→ SUPPLIED RECORDS:

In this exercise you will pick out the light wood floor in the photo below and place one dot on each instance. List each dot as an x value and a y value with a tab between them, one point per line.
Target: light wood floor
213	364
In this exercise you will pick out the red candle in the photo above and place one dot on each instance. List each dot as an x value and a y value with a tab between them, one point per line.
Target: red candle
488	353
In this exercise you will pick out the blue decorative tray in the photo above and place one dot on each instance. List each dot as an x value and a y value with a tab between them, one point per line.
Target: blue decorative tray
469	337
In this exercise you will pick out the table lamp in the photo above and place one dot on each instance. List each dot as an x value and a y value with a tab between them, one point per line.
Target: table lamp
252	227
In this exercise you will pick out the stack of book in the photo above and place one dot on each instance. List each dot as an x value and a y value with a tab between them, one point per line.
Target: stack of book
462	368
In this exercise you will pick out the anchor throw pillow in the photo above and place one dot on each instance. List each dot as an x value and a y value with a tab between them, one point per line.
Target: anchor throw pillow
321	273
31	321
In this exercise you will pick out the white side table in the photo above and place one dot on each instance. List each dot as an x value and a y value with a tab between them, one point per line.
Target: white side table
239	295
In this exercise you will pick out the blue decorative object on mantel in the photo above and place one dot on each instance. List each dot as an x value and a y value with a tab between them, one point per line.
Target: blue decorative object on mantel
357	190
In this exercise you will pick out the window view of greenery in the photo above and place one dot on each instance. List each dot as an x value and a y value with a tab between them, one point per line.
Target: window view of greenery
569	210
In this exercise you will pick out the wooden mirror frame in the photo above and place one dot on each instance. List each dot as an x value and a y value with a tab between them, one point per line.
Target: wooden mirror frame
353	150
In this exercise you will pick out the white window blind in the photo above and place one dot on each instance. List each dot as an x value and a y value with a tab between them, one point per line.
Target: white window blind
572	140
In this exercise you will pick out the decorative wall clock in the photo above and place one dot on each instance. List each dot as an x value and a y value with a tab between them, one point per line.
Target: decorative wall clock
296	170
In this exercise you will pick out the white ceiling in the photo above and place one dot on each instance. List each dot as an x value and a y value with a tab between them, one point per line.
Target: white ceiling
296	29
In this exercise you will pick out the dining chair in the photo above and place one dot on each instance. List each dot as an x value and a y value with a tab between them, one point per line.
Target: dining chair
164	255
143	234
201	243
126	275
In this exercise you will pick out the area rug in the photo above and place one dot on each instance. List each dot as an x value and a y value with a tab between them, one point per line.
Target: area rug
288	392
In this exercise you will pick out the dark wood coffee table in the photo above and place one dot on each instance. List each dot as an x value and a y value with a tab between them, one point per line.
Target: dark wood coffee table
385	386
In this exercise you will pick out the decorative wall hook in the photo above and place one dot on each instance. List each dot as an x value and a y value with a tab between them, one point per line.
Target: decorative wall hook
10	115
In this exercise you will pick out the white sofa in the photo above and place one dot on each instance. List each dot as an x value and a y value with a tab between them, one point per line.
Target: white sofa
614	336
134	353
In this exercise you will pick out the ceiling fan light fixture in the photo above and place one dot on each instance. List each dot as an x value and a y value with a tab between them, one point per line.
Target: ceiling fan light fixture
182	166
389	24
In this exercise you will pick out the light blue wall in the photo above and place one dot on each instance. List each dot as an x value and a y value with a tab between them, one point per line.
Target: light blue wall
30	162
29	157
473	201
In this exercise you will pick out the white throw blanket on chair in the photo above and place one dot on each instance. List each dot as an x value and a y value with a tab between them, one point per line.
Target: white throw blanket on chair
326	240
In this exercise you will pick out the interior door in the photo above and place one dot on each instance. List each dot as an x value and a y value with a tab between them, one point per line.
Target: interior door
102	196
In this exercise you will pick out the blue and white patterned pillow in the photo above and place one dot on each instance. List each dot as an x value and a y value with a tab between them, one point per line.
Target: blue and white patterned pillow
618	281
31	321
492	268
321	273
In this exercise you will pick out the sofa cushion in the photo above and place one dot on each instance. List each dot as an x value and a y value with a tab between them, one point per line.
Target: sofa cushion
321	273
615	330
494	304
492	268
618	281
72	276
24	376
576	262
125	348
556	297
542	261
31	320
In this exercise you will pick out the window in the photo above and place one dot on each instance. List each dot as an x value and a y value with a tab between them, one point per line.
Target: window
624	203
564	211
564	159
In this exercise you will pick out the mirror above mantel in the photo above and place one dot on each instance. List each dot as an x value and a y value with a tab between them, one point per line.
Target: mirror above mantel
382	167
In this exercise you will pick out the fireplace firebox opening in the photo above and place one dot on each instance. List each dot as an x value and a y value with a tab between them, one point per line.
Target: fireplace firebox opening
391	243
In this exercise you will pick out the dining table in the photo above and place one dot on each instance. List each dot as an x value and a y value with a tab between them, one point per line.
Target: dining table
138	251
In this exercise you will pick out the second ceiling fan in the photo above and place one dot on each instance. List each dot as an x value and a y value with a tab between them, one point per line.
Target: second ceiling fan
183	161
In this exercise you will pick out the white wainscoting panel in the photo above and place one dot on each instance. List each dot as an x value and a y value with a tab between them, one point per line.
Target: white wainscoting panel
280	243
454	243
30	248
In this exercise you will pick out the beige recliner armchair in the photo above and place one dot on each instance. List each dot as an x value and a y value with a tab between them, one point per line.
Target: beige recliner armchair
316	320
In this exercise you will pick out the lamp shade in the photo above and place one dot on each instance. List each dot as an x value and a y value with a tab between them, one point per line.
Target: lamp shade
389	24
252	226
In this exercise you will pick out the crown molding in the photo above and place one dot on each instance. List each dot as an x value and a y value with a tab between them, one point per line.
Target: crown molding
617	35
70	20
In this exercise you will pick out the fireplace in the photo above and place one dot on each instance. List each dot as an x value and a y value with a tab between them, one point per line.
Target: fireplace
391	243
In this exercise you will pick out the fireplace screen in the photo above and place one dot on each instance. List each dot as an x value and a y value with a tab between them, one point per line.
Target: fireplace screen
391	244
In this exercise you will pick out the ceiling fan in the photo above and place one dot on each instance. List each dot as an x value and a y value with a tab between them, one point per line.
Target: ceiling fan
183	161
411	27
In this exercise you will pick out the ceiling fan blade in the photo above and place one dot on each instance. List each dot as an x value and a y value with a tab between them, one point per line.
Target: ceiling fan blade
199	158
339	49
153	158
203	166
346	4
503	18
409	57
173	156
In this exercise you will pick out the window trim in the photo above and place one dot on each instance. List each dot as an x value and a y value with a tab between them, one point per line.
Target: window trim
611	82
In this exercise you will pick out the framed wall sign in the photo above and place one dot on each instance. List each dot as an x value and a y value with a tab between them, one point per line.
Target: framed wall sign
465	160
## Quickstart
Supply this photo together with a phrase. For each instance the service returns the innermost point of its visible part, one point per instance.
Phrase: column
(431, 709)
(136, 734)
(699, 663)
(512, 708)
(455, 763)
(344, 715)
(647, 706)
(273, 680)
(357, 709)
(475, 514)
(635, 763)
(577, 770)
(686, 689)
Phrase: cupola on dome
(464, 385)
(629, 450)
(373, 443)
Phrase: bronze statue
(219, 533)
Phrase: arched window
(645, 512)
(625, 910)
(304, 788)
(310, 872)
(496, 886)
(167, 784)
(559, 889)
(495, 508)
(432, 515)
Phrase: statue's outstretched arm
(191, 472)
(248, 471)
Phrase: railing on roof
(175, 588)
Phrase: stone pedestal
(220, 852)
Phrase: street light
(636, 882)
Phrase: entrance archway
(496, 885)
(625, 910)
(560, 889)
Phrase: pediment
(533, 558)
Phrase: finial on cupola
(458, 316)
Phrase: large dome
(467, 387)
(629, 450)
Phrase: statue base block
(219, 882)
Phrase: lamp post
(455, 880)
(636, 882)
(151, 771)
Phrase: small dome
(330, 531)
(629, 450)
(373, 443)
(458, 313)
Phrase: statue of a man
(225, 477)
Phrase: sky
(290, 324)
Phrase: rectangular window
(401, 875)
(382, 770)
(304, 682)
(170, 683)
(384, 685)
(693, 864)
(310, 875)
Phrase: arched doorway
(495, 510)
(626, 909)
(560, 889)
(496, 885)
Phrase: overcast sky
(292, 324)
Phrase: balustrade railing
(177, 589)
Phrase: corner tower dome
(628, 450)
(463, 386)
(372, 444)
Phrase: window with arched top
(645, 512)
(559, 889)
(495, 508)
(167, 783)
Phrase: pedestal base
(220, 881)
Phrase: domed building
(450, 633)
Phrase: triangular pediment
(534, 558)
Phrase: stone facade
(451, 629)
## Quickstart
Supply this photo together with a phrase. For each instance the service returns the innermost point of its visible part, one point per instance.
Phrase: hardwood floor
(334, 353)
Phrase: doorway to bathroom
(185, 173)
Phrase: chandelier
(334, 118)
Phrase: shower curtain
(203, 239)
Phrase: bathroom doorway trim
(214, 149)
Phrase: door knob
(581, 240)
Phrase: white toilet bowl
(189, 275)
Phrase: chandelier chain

→ WHAT YOU ARE ASKED TO DO:
Give again exactly, and only, the lines above starting at the one with "Target: light wood floor" and ending at the one with "In this exercise you will pick out the blue decorative tray".

→ EXERCISE ANSWER:
Target: light wood floor
213	364
In this exercise you will pick out the red candle in the photo above and place one dot on each instance. List each dot as an x value and a y value with a tab between them, one point per line.
Target: red candle
488	353
In this exercise you will pick out the blue decorative tray in the photo above and place one dot on each instance. List each dot as an x value and a y value with a tab between them, one point per line.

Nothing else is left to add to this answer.